## PROBLEM DETAILS
Return every line of the items below that contains the string "gold". Case counts.

## DATA PROVIDED
** START **

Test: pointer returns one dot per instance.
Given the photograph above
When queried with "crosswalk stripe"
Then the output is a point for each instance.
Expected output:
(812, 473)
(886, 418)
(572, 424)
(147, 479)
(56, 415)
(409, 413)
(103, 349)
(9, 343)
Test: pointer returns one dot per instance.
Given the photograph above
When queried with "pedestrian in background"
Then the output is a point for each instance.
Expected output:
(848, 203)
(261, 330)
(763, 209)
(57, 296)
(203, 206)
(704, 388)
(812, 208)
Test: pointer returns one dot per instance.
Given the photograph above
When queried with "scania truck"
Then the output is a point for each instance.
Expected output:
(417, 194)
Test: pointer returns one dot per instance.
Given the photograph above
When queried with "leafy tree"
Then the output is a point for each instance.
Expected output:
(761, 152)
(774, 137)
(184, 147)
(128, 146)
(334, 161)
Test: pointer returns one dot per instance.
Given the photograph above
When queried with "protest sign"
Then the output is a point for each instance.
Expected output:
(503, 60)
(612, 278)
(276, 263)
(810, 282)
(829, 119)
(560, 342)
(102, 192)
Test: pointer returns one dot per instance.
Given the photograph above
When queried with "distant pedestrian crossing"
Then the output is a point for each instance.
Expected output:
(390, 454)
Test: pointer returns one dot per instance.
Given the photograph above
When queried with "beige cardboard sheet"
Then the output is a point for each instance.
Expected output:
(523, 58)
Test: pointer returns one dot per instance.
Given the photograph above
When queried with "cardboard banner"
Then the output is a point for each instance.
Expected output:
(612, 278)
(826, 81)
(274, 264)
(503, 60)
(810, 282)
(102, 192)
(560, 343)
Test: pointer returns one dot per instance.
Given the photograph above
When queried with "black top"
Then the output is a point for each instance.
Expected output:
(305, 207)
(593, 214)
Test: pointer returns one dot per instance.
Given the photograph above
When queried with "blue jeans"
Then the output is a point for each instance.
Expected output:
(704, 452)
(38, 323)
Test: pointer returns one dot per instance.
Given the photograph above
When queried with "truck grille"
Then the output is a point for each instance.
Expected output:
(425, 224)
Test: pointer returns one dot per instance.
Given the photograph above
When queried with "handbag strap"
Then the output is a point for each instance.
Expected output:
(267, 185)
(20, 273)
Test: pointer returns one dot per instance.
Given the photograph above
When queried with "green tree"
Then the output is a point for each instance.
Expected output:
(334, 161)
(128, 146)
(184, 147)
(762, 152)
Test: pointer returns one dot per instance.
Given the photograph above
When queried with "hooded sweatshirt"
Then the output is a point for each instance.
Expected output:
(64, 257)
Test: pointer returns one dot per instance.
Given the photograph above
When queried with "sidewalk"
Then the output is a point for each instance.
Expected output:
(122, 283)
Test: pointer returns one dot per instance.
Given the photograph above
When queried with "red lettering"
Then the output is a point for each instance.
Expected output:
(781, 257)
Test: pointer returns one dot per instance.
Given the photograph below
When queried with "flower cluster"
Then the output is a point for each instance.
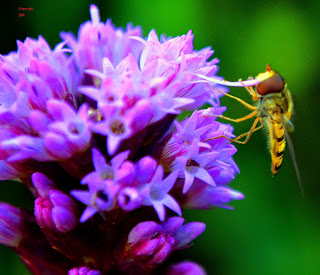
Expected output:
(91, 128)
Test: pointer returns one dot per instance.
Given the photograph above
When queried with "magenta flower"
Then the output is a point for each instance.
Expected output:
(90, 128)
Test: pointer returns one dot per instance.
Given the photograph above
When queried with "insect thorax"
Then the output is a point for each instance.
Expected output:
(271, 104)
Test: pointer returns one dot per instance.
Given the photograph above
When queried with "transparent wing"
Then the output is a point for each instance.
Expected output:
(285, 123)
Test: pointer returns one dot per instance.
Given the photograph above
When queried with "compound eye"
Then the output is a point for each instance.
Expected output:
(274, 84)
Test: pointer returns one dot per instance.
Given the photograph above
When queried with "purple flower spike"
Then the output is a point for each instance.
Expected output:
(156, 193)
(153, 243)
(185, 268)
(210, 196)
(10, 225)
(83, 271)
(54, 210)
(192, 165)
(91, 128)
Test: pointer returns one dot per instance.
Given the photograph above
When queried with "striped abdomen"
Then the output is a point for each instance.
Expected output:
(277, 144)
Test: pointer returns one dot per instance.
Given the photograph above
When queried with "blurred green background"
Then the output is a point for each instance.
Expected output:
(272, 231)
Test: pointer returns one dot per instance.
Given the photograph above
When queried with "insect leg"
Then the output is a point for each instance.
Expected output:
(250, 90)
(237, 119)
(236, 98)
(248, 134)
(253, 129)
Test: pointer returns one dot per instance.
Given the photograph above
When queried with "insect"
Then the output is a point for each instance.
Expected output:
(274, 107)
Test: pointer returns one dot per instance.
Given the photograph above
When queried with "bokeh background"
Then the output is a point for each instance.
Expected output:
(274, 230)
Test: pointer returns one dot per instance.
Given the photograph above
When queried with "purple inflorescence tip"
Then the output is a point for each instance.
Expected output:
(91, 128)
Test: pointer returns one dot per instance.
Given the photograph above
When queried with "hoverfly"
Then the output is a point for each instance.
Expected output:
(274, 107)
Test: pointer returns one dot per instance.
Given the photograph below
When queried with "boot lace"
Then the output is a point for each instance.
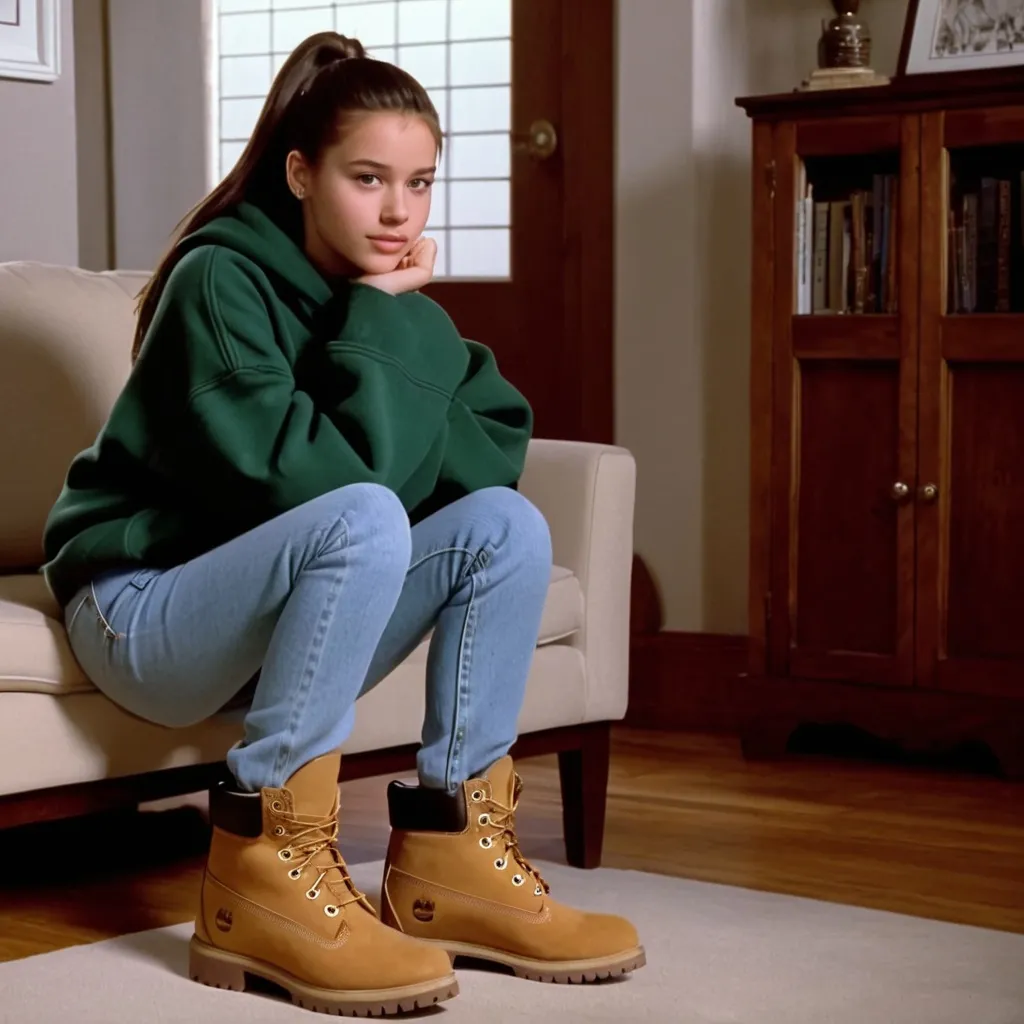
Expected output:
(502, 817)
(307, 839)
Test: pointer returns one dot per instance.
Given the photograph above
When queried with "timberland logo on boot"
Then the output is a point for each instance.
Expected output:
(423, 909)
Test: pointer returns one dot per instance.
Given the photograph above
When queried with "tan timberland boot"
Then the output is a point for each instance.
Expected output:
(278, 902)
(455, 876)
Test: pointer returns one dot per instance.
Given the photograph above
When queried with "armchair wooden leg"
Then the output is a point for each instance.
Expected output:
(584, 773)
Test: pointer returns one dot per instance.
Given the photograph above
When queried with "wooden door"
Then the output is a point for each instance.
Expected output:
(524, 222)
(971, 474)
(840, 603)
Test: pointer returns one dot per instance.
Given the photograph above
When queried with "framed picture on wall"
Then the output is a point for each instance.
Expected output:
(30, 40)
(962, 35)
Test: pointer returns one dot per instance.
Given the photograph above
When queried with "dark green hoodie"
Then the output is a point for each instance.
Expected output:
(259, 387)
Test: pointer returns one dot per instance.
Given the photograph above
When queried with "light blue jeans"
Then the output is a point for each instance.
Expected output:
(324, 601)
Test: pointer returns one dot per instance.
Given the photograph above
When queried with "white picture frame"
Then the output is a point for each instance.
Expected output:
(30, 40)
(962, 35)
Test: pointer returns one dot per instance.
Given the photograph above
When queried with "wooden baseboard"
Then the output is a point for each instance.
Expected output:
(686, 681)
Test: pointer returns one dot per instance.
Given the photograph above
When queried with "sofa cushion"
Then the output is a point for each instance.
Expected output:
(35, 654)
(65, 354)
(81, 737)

** END **
** START **

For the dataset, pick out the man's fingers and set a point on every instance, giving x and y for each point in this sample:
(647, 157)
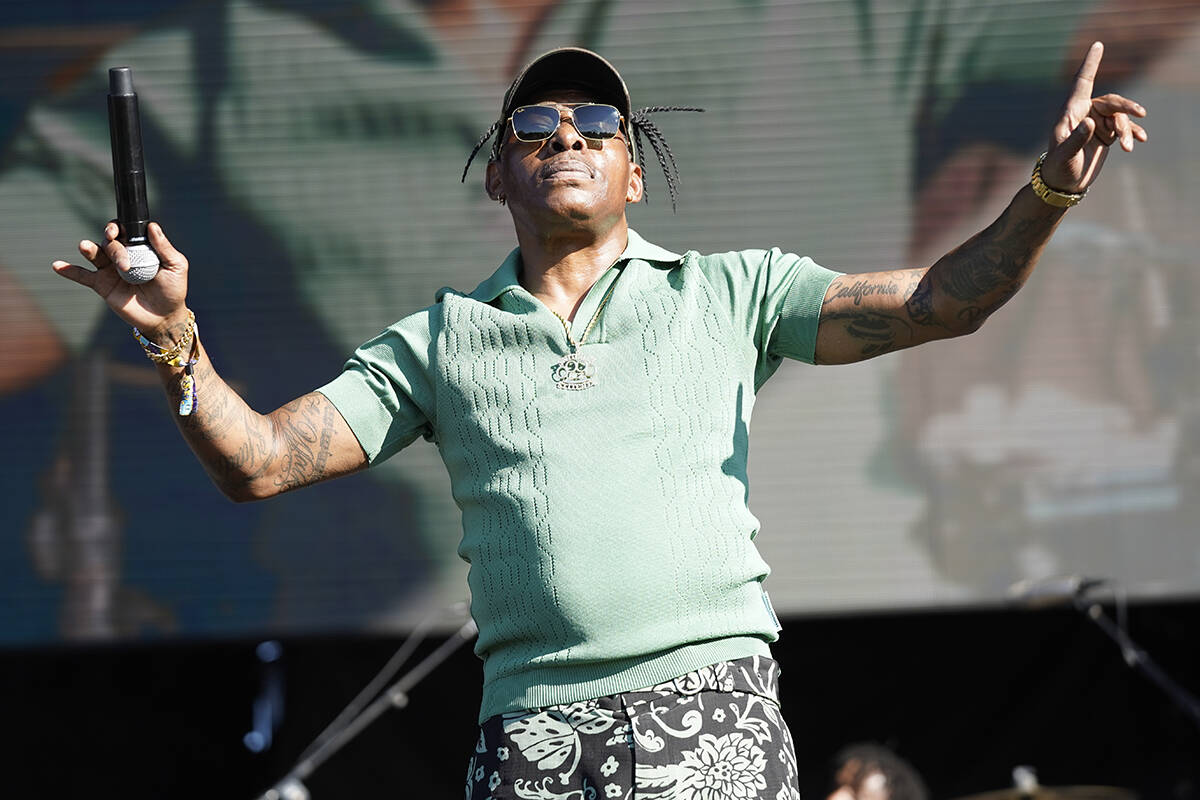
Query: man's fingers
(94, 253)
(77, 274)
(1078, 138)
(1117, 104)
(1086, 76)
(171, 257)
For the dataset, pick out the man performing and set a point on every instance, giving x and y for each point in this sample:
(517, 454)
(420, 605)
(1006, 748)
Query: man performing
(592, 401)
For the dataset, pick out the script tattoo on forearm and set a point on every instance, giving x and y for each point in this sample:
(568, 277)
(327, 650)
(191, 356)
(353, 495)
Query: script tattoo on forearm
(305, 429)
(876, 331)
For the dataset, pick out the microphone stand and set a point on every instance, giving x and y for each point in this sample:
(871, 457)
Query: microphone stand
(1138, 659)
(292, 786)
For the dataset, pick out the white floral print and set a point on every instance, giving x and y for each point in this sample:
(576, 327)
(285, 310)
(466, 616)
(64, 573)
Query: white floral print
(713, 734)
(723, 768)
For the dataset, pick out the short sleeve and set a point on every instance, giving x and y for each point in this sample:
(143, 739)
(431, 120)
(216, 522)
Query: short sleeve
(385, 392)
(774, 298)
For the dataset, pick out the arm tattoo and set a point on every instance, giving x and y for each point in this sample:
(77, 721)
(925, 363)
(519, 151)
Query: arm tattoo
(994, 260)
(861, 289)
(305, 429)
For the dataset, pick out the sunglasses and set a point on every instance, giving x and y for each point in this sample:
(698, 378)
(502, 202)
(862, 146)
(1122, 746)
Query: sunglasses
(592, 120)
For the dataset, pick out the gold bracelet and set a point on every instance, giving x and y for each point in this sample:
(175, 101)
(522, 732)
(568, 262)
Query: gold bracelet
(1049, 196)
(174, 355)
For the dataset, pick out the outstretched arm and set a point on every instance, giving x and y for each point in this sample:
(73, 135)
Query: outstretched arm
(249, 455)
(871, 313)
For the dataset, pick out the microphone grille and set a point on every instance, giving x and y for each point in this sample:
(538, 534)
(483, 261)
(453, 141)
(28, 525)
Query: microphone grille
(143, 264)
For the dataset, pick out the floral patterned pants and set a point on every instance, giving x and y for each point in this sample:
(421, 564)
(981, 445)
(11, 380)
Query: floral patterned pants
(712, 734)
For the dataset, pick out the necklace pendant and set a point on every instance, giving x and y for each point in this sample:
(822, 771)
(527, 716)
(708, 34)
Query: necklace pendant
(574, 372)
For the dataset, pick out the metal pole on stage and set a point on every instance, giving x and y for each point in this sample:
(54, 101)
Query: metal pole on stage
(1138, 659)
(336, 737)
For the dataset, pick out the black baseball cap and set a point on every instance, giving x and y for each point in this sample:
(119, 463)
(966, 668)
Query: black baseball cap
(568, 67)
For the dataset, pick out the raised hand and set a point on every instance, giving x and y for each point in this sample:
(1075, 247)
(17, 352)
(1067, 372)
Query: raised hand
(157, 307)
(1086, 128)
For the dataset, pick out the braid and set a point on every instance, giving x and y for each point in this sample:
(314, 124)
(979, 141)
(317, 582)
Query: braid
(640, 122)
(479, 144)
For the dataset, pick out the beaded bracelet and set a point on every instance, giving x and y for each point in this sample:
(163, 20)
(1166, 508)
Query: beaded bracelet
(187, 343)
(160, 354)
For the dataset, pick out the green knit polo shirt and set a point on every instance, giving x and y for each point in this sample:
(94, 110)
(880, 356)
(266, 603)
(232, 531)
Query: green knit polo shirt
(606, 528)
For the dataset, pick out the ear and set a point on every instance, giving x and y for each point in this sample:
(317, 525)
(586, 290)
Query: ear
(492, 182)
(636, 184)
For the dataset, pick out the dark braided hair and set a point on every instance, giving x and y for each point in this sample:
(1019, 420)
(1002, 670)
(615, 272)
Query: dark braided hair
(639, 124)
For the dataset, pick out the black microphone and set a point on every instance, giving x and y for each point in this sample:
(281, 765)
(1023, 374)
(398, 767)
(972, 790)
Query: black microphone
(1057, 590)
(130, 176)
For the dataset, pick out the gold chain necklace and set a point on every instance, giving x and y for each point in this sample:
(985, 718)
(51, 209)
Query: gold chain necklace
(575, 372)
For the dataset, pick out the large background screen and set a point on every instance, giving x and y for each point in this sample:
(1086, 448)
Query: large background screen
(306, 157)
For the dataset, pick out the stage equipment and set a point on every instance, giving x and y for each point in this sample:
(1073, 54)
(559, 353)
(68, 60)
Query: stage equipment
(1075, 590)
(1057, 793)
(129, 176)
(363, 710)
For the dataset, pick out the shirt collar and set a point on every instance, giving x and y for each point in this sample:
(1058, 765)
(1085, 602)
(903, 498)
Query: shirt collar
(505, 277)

** END **
** START **

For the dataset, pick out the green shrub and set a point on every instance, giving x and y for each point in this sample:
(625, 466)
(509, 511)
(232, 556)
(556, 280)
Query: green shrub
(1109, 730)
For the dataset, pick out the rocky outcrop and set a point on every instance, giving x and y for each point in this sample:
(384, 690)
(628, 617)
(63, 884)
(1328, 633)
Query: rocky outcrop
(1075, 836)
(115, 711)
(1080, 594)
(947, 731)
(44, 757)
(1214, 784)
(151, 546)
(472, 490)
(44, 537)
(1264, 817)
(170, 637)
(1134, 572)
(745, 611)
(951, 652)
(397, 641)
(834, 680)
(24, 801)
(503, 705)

** END **

## RESPONSE
For the dataset, pick out the gold bracelet and set a point on every instance, giving x and y for each point in this sample:
Query: gold bracelet
For the dataset, pick out the gold chain necklace and set a point on every instance, giving x and y for each point in this sample:
Query: gold chain necklace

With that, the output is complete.